Data records:
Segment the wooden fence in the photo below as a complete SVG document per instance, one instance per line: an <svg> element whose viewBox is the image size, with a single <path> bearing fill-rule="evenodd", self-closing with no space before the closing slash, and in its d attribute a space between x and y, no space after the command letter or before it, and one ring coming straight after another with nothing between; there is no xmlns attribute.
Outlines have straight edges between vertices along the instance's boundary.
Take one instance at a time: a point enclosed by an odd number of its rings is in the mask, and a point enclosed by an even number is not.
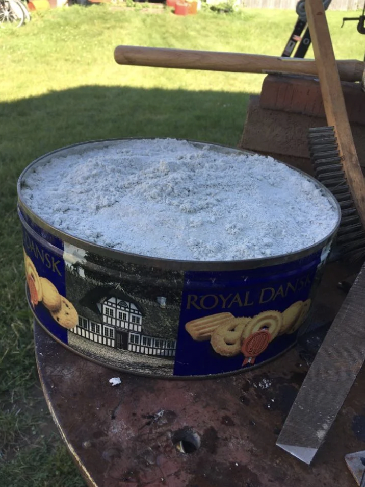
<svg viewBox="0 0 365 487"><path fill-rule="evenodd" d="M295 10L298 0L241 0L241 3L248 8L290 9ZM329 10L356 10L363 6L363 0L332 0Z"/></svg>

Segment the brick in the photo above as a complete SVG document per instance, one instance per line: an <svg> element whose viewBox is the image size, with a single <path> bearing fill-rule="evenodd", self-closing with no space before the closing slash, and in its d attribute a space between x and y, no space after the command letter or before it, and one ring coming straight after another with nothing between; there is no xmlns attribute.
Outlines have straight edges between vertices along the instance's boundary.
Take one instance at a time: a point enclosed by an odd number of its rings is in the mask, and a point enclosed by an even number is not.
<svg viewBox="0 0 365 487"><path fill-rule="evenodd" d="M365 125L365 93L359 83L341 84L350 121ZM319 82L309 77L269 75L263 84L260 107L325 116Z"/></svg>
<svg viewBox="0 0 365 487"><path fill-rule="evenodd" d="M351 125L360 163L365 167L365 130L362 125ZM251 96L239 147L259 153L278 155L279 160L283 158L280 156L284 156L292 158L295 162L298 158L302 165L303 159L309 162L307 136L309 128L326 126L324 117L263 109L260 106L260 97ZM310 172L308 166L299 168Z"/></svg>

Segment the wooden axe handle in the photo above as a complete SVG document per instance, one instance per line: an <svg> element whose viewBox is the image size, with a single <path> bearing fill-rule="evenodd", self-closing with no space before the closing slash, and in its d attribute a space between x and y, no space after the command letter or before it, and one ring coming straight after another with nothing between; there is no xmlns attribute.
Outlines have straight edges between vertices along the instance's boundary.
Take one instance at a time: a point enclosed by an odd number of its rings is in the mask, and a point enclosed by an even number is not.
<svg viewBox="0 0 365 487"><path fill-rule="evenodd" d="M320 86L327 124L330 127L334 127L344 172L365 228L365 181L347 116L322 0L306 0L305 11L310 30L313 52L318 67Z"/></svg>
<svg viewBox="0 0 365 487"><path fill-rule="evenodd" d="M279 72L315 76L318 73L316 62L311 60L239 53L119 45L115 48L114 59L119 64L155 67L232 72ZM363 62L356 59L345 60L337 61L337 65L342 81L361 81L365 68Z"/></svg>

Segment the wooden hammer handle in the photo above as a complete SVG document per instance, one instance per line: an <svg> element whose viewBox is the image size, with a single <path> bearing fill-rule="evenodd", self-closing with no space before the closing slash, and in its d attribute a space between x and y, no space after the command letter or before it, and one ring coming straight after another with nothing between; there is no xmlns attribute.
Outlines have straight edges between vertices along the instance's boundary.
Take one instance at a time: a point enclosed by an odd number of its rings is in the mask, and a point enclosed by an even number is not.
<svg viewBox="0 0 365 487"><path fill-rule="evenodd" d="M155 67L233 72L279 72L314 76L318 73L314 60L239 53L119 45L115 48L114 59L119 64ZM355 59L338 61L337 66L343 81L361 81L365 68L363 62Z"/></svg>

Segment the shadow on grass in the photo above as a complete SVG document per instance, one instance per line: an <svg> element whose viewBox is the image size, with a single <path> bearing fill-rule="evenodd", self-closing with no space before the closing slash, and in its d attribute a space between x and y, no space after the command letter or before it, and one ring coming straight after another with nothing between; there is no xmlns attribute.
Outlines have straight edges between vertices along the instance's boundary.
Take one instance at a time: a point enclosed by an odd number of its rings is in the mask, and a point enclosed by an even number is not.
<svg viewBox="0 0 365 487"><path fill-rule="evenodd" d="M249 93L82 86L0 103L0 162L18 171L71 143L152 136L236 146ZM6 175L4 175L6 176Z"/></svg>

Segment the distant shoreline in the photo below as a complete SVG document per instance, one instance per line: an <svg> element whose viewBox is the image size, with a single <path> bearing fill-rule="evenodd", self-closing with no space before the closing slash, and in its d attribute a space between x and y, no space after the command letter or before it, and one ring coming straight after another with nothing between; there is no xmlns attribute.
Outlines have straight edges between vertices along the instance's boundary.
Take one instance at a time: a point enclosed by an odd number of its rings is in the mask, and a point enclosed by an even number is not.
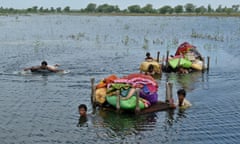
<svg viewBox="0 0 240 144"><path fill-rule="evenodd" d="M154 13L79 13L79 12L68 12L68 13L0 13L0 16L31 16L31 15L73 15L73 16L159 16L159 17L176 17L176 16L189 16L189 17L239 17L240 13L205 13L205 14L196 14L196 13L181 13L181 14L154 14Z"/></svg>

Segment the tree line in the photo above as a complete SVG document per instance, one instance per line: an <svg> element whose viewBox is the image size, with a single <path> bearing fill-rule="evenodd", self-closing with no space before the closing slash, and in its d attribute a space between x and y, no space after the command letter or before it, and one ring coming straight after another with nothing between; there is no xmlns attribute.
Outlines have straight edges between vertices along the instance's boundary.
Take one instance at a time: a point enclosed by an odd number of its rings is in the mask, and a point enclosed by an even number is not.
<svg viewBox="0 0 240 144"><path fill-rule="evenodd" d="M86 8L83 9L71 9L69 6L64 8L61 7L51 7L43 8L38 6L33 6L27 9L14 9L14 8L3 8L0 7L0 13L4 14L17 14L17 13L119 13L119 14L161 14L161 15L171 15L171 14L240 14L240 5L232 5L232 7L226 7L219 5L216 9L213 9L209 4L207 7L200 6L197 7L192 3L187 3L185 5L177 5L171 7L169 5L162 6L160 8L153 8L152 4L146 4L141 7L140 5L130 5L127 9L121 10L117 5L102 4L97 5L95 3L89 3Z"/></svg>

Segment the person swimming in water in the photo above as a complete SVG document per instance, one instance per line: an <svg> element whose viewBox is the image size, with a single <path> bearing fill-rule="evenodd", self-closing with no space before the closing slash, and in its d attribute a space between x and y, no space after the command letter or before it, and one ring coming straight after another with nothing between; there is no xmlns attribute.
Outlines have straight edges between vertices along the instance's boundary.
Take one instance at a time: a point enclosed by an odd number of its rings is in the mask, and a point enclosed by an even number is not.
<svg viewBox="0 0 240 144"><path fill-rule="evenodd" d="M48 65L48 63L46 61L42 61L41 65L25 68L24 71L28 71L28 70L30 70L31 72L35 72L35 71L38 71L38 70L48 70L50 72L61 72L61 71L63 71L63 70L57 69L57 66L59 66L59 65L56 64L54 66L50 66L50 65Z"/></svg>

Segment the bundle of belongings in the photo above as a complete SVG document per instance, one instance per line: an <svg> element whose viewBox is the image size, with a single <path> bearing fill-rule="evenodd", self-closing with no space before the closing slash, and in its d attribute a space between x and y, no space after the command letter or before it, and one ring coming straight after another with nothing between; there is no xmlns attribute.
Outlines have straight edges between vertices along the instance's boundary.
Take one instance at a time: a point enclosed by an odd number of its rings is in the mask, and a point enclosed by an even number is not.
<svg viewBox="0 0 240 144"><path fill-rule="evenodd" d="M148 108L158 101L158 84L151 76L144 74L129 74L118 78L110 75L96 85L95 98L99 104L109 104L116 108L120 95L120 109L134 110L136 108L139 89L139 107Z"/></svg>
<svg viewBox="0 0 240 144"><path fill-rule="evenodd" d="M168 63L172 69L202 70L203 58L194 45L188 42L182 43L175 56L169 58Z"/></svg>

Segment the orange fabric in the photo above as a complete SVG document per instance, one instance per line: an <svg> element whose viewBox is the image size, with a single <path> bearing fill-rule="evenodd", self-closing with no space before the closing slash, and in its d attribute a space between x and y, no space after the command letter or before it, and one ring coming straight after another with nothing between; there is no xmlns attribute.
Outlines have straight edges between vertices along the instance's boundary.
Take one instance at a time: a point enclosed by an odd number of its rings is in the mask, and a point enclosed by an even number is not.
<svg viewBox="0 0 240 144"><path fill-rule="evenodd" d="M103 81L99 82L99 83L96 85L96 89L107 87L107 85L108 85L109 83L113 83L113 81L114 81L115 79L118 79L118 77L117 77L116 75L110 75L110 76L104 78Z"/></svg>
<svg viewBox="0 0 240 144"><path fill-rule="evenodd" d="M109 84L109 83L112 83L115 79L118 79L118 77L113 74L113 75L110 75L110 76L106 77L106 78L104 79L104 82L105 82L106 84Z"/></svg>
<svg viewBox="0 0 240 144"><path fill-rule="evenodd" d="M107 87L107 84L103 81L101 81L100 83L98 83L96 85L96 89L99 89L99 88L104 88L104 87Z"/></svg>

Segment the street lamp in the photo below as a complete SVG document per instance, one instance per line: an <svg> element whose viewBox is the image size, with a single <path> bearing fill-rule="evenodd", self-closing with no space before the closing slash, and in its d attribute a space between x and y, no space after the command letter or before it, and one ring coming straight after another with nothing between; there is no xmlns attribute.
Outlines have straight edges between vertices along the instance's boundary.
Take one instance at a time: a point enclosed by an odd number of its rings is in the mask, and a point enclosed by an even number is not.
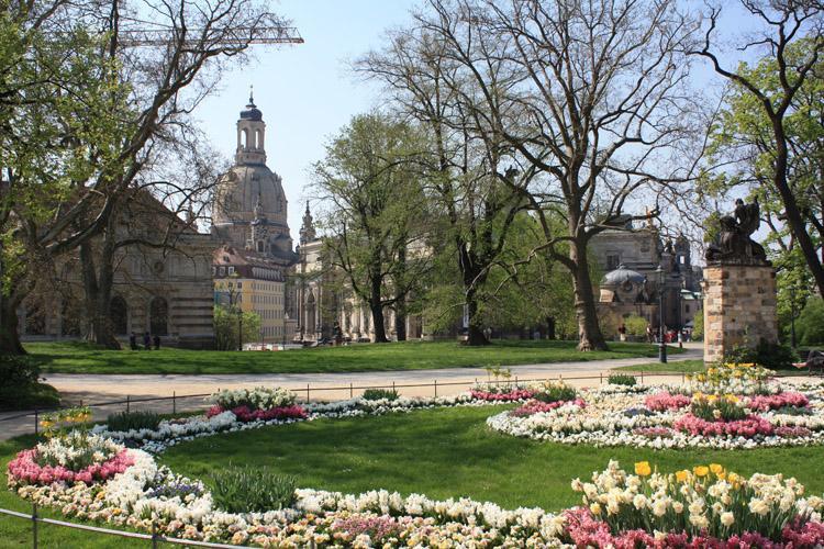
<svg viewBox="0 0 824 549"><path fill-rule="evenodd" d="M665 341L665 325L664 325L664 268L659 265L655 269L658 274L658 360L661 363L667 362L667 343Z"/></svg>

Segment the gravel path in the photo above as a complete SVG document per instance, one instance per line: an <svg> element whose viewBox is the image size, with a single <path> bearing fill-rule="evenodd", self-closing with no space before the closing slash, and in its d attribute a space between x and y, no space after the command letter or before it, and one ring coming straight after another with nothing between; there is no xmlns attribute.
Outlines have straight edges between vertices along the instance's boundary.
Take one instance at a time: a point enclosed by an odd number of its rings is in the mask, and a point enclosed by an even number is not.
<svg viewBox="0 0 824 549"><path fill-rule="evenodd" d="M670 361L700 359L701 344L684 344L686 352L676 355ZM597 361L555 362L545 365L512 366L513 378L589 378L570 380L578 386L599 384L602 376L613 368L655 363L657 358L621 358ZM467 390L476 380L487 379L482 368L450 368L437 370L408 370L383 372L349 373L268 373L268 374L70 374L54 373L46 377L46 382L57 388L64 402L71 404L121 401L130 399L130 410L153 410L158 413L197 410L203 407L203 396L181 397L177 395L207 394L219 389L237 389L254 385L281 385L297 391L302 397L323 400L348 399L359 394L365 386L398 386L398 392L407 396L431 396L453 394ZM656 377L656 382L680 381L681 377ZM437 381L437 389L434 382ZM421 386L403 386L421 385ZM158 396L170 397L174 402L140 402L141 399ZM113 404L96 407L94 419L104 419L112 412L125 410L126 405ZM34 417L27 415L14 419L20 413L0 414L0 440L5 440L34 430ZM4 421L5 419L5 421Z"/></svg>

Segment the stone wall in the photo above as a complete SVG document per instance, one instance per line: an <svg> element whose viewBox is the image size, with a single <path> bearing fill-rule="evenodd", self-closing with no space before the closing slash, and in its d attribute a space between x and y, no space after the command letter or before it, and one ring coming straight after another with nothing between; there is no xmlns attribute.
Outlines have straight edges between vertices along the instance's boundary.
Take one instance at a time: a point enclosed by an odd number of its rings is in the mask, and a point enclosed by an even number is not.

EXERCISE PROMPT
Repeat the lines from the one containing "Segment the shadow" through the one containing "93L82 86L0 103L0", inclusive, and substitute "patch of clover" for "shadow on grass". Keep everything else unchanged.

THE RESULT
Segment the patch of clover in the photo above as a complete SVG document per instance, one instance per line: an <svg> element whose viewBox is the image size, with a single <path> bearing fill-rule="evenodd", self-closing with no space before the closing slash, and in its d attribute a space between x and y, no space after the command letter or before it, and one ring coming straight after another with nothing between; there is no xmlns attribute.
Outlines have straight edges between vertices along the instance's boundary.
Take one instance at a time: a point enclosed by an odd number of its rings is in the mask, and a point enclosed by an even number is not.
<svg viewBox="0 0 365 487"><path fill-rule="evenodd" d="M249 93L82 86L0 103L0 162L18 171L71 143L152 136L236 146ZM6 175L4 175L6 176Z"/></svg>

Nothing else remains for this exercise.